-- START --

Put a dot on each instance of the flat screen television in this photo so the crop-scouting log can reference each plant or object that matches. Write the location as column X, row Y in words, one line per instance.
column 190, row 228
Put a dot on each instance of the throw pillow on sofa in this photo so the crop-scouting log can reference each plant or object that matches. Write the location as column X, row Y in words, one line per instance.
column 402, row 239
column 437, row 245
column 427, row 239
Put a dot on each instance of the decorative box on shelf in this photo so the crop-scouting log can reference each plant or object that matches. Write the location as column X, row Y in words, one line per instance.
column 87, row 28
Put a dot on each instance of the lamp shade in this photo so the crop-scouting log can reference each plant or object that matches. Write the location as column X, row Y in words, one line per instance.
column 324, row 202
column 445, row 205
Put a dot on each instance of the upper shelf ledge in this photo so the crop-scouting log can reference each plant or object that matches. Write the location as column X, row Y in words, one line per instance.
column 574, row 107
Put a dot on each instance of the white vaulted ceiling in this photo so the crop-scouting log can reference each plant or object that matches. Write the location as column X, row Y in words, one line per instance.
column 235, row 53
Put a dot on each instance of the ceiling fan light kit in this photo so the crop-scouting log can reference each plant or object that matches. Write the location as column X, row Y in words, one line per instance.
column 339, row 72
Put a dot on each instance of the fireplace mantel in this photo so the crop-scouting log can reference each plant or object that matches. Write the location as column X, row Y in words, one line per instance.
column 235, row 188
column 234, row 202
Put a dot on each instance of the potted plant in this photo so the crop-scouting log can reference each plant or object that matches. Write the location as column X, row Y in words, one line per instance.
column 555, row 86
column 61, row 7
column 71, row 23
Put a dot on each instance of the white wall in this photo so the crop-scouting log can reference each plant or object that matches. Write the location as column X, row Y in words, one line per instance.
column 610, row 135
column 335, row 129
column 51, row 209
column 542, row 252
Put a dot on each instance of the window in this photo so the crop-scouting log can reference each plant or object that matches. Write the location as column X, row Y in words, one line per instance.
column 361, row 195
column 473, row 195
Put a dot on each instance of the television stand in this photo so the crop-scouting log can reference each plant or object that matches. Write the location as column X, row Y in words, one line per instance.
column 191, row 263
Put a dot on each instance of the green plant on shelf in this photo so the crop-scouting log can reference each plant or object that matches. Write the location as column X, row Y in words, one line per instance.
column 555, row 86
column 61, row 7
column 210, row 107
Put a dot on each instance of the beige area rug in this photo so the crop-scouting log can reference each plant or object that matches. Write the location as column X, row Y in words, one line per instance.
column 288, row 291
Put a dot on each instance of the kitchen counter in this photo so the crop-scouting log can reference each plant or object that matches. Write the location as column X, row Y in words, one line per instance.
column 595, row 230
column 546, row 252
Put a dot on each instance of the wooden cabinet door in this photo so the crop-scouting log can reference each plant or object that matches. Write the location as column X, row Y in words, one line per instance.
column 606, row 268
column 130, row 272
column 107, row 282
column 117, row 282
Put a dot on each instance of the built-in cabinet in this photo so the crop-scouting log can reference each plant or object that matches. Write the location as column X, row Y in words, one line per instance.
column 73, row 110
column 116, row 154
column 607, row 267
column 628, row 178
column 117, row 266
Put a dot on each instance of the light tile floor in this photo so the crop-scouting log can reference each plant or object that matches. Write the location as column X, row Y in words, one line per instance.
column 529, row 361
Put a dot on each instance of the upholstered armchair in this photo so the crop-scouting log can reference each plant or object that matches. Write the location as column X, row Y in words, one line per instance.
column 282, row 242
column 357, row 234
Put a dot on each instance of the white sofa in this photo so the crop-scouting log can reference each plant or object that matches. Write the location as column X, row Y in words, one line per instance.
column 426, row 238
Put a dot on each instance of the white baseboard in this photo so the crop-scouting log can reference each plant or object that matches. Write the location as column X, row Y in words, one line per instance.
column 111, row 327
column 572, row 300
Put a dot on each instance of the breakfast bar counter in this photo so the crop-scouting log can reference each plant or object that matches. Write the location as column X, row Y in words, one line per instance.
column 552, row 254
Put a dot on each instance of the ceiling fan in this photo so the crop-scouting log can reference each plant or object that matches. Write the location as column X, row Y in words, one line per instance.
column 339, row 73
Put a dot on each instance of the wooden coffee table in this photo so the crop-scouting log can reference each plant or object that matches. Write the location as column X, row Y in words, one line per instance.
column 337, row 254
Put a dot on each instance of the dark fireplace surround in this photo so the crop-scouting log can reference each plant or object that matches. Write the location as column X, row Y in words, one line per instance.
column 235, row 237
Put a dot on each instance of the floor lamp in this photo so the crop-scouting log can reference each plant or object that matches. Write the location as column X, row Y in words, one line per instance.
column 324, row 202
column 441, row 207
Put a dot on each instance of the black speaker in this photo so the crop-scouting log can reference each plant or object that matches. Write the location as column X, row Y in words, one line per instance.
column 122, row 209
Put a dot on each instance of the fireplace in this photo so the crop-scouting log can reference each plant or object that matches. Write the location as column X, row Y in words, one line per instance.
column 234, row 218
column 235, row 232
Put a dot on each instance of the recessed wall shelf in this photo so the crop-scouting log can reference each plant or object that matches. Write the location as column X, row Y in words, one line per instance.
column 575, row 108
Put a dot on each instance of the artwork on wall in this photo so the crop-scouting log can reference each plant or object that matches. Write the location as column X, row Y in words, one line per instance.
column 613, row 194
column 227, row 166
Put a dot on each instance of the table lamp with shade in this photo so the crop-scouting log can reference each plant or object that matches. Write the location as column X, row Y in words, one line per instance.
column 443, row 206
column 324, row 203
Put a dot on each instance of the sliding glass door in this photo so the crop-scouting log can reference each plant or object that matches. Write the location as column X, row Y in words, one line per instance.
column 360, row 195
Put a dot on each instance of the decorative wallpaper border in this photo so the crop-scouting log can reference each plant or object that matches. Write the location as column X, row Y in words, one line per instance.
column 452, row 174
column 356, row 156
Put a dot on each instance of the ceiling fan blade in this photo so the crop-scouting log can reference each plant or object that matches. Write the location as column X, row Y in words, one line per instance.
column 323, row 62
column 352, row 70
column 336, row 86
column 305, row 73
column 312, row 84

-- END --

- WRITTEN TASK
Extract every record and return it verbatim.

- THE RESPONSE
Put a dot on each instance of the flat screen television in this photo so the crop-scouting log can reference each plant or object that matches. Write the location as column X, row Y in words, one line per instance.
column 190, row 228
Put a dot on each instance of the throw pillow on sofa in this photo so the crop-scouting log can reference each plant or object that matches. Write the location as column X, row Y in words, one line per instance.
column 402, row 239
column 437, row 245
column 427, row 239
Put a dot on each instance of the decorative box on shelf in this photo so the crop-scouting log can reference each plant or object that matches. Write the location as column X, row Y in words, one line per instance.
column 87, row 28
Put a dot on each instance of the lamp shade in this photo so the crop-scouting log can reference each plant or object that matches. Write the location as column X, row Y in words, one line per instance.
column 324, row 202
column 445, row 205
Put a dot on each instance of the upper shelf ledge in this photo so the crop-scouting log can reference each plant or object that matches. Write the location as column X, row Y in words, one line per instance.
column 574, row 107
Put a dot on each instance of the white vaulted ceiling in this photo so the crop-scouting log can reference each plant or object that matches. Write the location as column X, row Y in words, one line per instance.
column 235, row 53
Put a dot on each instance of the ceiling fan light kit in this photo so the crop-scouting log can reference each plant or object that matches. Write the location as column X, row Y in words, one line per instance.
column 339, row 72
Put a dot on each instance of the fireplace mantel in this photo so the crop-scouting log can reference each plant or object that matches. Write the location as column X, row Y in words, one line per instance.
column 235, row 188
column 234, row 202
Put a dot on each instance of the potted plant in this photo so the crop-scouting log can reference each plant or object that matches. Write the location as column X, row Y in words, one line per instance.
column 555, row 86
column 61, row 7
column 71, row 23
Put a dot on each instance of the white wall in this photo so the crop-scouting log can reference each plant or object that matches. Write the location as column X, row Y in words, one line per instance.
column 610, row 135
column 335, row 129
column 51, row 209
column 542, row 252
Put a dot on each instance of the window in this photo so the crop-scouting log can reference each plant or object that matches. Write the location as column X, row Y in words, one line per instance.
column 361, row 195
column 473, row 195
Put a dot on each instance of the television stand in this photo so the crop-scouting log can reference each plant or object that matches. Write the location as column X, row Y in words, one line per instance.
column 191, row 263
Put a dot on each instance of the green plant on shelf in this photo so the crop-scouting log can reference each plant or object that matches. Write the location as column X, row Y in words, one line per instance.
column 555, row 86
column 61, row 7
column 210, row 107
Put a dot on each instance of the beige area rug in this photo so the crop-scouting log can reference each plant or object that matches. Write the location as column X, row Y in words, one line per instance.
column 288, row 291
Put a dot on each instance of the kitchen counter in this photo so the crop-scouting log can reference each plant or object that matches. Write the location as column X, row Y in words, one line per instance.
column 595, row 230
column 546, row 252
Put a dot on each instance of the wooden cabinet door in this photo so the crop-scouting log can reference each plant or object that matches. Write the location as column X, row Y in words, one line per instance.
column 606, row 268
column 130, row 272
column 107, row 282
column 117, row 282
Put a dot on each instance of the built-in cabinet in this photo so the crop-scouting log can reference each plant or object that matches. Write the location as column X, row Y in words, one line per instance.
column 73, row 110
column 116, row 154
column 607, row 267
column 628, row 178
column 117, row 266
Put a dot on each instance of the light tile floor in this photo so the crop-scouting log can reference each plant or object that matches. Write the location as column X, row Y in words, one line per instance.
column 529, row 361
Put a dot on each instance of the upholstered armchair in this photo so the crop-scouting log can reference each plant or object that matches. Write the location as column X, row Y in words, one line per instance.
column 282, row 242
column 357, row 234
Put a dot on each instance of the white sofa in this photo so the crop-scouting log can reference each plant or object that matches. Write the location as column X, row Y in words, one line per instance.
column 426, row 238
Put a dot on each instance of the white baseboard in this photo so the crop-scouting log can reference each plant or object that matches. Write the location as column X, row Y in words, one line per instance.
column 111, row 327
column 572, row 300
Put a dot on each instance of the breakfast bar counter in this photo so the crop-scouting log can reference each plant or object that matches. Write the location as column X, row Y in words, one line per instance.
column 552, row 254
Put a dot on each instance of the ceiling fan in this photo so the crop-scouting log can reference each plant or object that matches. Write the location as column X, row Y in words, one line per instance.
column 339, row 73
Put a dot on each instance of the wooden coffee table in this photo so the crop-scouting log can reference each plant or object that matches. Write the location as column X, row Y in words, one line per instance.
column 337, row 254
Put a dot on each instance of the dark fireplace surround in this photo so the crop-scouting log can reference each plant or object that matches. Write the location as column X, row Y in words, one line per instance.
column 235, row 237
Put a dot on each instance of the floor lamp in this photo so the crop-scouting log can reference each plant or object that matches. Write the location as column X, row Y in words, one line per instance.
column 324, row 202
column 441, row 207
Put a dot on each instance of the black speaker in this photo so the crop-scouting log can reference each plant or object that matches. Write the location as column X, row Y in words, one line per instance.
column 122, row 209
Put a dot on each instance of the fireplace in this photo so the crop-scouting log can reference each plant or object that matches. Write the location as column X, row Y in words, one line per instance.
column 234, row 218
column 235, row 232
Put a dot on each instance of the recessed wall shelf in this photo so the crop-scouting log can reference each plant or object that matches. Write the location as column X, row Y in words, one line per instance.
column 575, row 108
Put a dot on each instance of the artwork on wall in this photo so the crop-scouting log can reference each plant or object that matches. Write the location as column X, row Y in words, one line per instance.
column 613, row 194
column 227, row 166
Put a dot on each instance of the table lamp with shade in this photo so the crop-scouting log can reference each plant or object that matches. Write the location as column X, row Y in words, one line per instance.
column 443, row 206
column 324, row 203
Put a dot on each instance of the sliding glass door in this photo so the crop-scouting log can reference each plant or object that matches. Write the location as column X, row Y in words, one line per instance.
column 360, row 195
Put a dot on each instance of the decorative wallpaper border in this photo so the crop-scouting log can reference each plant or object that matches. Write the location as column X, row Y in words, one line per instance.
column 452, row 174
column 356, row 156
Put a dot on each instance of the ceiling fan blade in this photo so the crop-scouting log can reference each plant or object that matches. Write the location as column X, row Y in words, one line per instance.
column 323, row 62
column 352, row 70
column 336, row 86
column 305, row 73
column 312, row 84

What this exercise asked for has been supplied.